[Records]

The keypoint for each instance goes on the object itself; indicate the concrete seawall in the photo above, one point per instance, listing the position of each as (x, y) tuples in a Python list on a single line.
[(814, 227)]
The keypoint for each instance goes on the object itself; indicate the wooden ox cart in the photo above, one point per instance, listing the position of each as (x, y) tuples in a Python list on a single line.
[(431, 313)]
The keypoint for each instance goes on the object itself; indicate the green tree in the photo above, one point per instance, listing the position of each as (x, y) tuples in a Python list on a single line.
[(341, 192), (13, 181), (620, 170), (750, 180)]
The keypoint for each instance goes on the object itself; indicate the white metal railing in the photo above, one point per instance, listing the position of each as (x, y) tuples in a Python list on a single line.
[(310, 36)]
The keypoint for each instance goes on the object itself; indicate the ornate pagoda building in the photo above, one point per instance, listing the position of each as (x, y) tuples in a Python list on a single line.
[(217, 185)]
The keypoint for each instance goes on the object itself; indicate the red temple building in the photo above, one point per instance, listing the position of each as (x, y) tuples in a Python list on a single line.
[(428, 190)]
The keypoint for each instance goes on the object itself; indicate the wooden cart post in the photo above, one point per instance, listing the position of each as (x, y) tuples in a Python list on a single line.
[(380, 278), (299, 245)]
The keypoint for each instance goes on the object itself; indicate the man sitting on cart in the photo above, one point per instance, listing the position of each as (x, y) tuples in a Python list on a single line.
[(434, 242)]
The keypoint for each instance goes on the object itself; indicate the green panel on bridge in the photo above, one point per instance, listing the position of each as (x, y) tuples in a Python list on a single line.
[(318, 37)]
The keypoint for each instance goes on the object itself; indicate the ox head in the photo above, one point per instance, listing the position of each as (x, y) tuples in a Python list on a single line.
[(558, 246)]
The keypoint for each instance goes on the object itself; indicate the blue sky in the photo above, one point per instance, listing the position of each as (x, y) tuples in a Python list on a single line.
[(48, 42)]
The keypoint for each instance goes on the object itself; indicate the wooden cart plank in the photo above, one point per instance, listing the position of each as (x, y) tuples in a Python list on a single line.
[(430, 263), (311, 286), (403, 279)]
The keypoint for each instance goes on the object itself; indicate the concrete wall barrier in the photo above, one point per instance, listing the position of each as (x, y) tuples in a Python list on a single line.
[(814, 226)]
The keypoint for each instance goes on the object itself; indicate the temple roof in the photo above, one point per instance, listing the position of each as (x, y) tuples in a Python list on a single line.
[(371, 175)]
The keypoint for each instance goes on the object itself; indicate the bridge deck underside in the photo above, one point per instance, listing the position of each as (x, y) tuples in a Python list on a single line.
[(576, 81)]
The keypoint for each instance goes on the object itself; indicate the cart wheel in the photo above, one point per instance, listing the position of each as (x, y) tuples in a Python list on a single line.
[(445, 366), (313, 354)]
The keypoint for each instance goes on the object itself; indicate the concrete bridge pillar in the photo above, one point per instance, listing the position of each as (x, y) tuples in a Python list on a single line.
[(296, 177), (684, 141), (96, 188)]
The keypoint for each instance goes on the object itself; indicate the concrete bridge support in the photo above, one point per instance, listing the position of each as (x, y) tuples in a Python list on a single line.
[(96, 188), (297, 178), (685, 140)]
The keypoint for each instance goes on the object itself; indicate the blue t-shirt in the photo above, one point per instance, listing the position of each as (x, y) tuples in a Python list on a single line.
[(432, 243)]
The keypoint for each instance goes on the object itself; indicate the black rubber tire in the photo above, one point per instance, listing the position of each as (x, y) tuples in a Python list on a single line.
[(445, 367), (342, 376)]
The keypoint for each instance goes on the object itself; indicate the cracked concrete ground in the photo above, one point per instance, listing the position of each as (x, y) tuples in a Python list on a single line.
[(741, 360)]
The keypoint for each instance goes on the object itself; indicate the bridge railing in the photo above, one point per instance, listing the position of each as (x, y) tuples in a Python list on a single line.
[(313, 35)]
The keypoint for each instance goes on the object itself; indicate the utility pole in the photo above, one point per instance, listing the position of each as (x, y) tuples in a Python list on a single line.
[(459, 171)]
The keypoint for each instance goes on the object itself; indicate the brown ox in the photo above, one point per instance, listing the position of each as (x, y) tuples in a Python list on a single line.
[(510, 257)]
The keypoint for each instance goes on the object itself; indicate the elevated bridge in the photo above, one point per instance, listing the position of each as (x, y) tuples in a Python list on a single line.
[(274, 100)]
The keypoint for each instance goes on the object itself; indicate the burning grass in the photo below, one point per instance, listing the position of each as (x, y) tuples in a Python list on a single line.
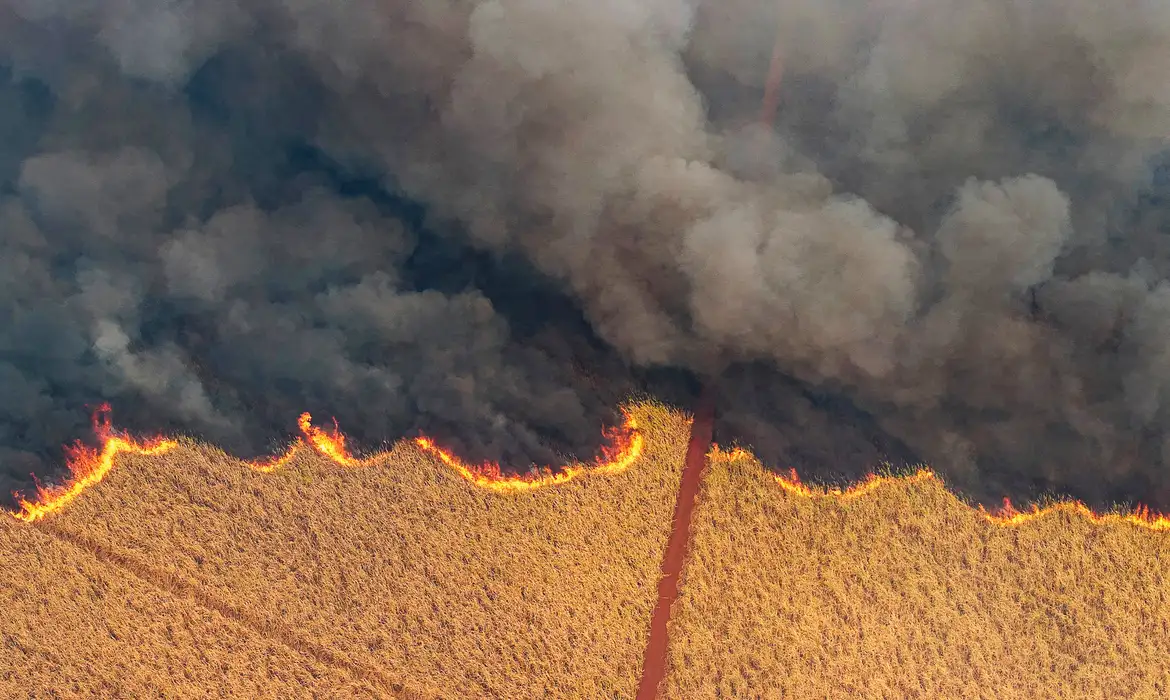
[(398, 571), (900, 590)]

[/Records]

Activity:
Transcribe the whole listing exactly but exclude images.

Written answer:
The keypoint for each instance goes on the object itself; indicate the concrete seawall in the photo above, one point per instance, listing the position of each as (x, y) tuples in a Python list on a single line.
[(814, 227)]
The keypoint for each instance goes on the object itself; indicate the wooden ox cart in the photo above, one point per instance, listing the position of each as (x, y) tuples in a Python list on a single line.
[(431, 313)]
The keypoint for each instance goes on the object itself; indicate the green tree in the photo above, one point per instance, listing the position of each as (x, y) tuples in a Python list on a single line.
[(341, 192), (13, 181), (620, 170), (750, 180)]
The keypoint for each instance goes on the object itself; indicate the white metal railing in the photo above, one point per instance, listing the position of each as (x, y) tuples in a Python list on a single line.
[(310, 36)]
The keypoint for each instance goes on the object itself; indicate the ornate pagoda building in the photo above, one point per instance, listing the position of each as (x, y) tuples in a Python list on a single line.
[(217, 185)]
The keypoint for each instance goes on the object itself; indicate the red temple building in the photo above, one point per instance, listing the position of each as (x, y) tuples in a Python list on a single line.
[(428, 190)]
The keypoint for each instance goes on the object itself; indicate the wooden cart post in the photo above, one point per instance, listing the position of each as (x, y) tuples in a Python list on a single line.
[(380, 278), (299, 245)]
The keypoint for each instance goes on the object itself; indicate the man sitting on cart in the photo above, one point per instance, listing the position of each as (x, y) tuples in a Python list on a single line.
[(434, 242)]
The keypoint for each instance goes on the object itself; indicate the green panel on bridge in the photo above, one point per instance, listing the position of each as (x, y) tuples in a Python list on a single line.
[(318, 37)]
The keypoint for each instance goes on the object itself; indicate the ox head in the photo above, one point per instance, listing the position of each as (x, y) tuples in a Python list on a single line.
[(558, 246)]
The keypoint for each instance goes on the object itself; indicate the blue sky in the photo above, one point per instance, listing the position of each as (x, y) tuples in a Python list on a single line.
[(48, 42)]
The keypoint for each instance goes on the object itself; indicate the wooden cart plank in the photo above, one point per instance, listing the position of each as (x, y) tuples in a Python list on a single line.
[(430, 263), (311, 286), (403, 279)]
The keypoint for each instance goes on the object itself; indicate the concrete wall barrier in the photo above, one point per instance, listing the position of each as (x, y) tuples in a Python list on a single line.
[(814, 226)]
The keypoint for each instance goes on the object itself; indicate the temple roof in the photo above, one point per instance, listing the position of each as (x, y) tuples in a Python list on a single line.
[(371, 175)]
The keypoint for each instance goes on the object itself; indicate the bridge deck underside in the photo above, one point per instance, listing the position of each as (x, y) tuples in a Python list on a single line.
[(576, 81)]
The keypoint for each instance goes on the object itself; indicate the cart wheel in the photo above, one point per instance, listing the position of each as (x, y) tuples in a Python list on a single line.
[(445, 366), (313, 354)]
The keypoint for each instance goes on the object itself; indicate the concrete bridge pillar in the photo above, one point per instance, listing the position of each as (x, y) tuples in a Python list on a single line.
[(296, 177), (684, 141), (96, 188)]
The keypoint for each instance goes on the object itself; indicate the concrete bridge support in the photo above, one point per instance, listing the position of each as (x, y) tuples in a Python list on a single line.
[(96, 188), (297, 178), (685, 140)]
The keypoint for each instance goes on the object itself; indicate the blue t-shirt in the photo above, one point per instance, listing the position of each as (x, y) tuples in a Python list on a single line.
[(432, 243)]
The keypoint for each instance goes on the object itself; indicate the black rubber tire in the photo above, one point per instance, listing the position of each as (x, y) tuples in a Python list on a single line.
[(445, 367), (342, 376)]
The keypoint for each instance goes on the object itself; indicate the cracked concrete ground in the photo above, one point per instance, listing the position of each as (x, y) tuples in a Python list on a single line.
[(741, 360)]
The keypoint for each instance goes on the object itself; indicate the bridge railing in the photo above, one point per instance, listing the position of each as (x, y) tuples in a Python list on a single line.
[(313, 35)]
The keypoint for each instance goes on the object itself; indicate the utility pole in the photo above, one point per instance, listing the position of each as (x, y) tuples in a Python list on a single line.
[(459, 171)]
The keypoint for each instance goes on the object itself; indicate the brown ox in the photo above, one point per instance, listing the position of each as (x, y) tuples in a Python list on a single line.
[(510, 257)]
The keypoint for each instance goes on the object itself; indicate the elevated bridge in the photo above, one point per instance, listing the position of each as (x, y) tuples in a Python list on a single line.
[(274, 100)]
The keypoint for each instance goes on the object itself; indicate the burning grass in the photo below, one point per instance, listing the position of each as (x, y) tuples in a Python list on a single line.
[(398, 571), (900, 590)]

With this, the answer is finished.